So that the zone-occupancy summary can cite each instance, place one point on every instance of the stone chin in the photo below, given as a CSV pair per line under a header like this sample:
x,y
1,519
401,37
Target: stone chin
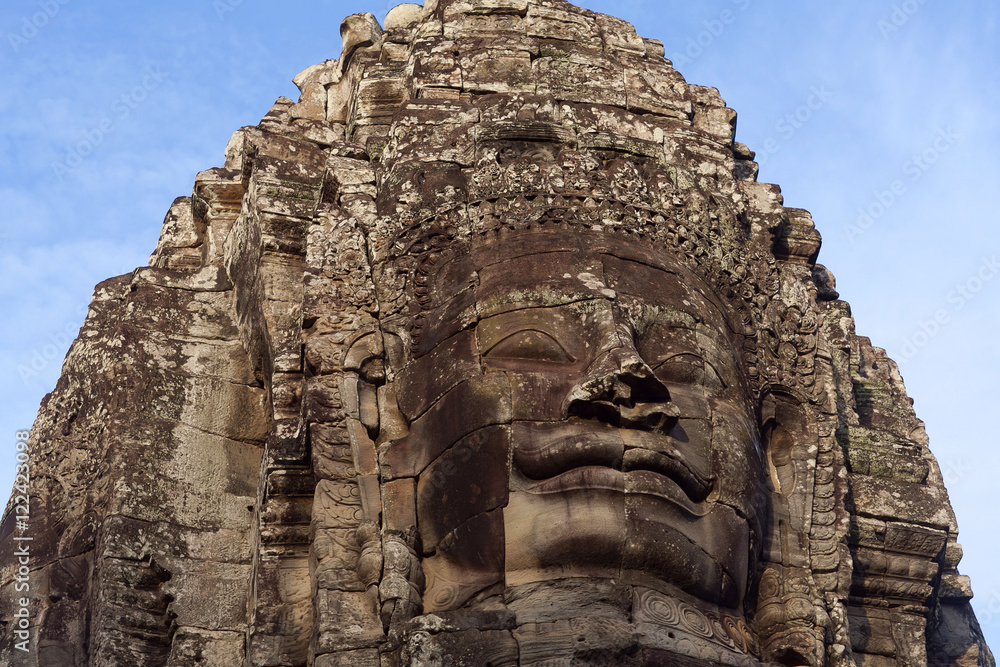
x,y
638,527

**Objective**. Retype the listing above word for word, and leave out the picture.

**Correct result**.
So that the zone-occupancy summary can cite each instance, place one point on every instance of the stone chin in the photo below, given as a CSV pair per line under a header like this sample:
x,y
1,519
401,37
Target: stone chin
x,y
638,527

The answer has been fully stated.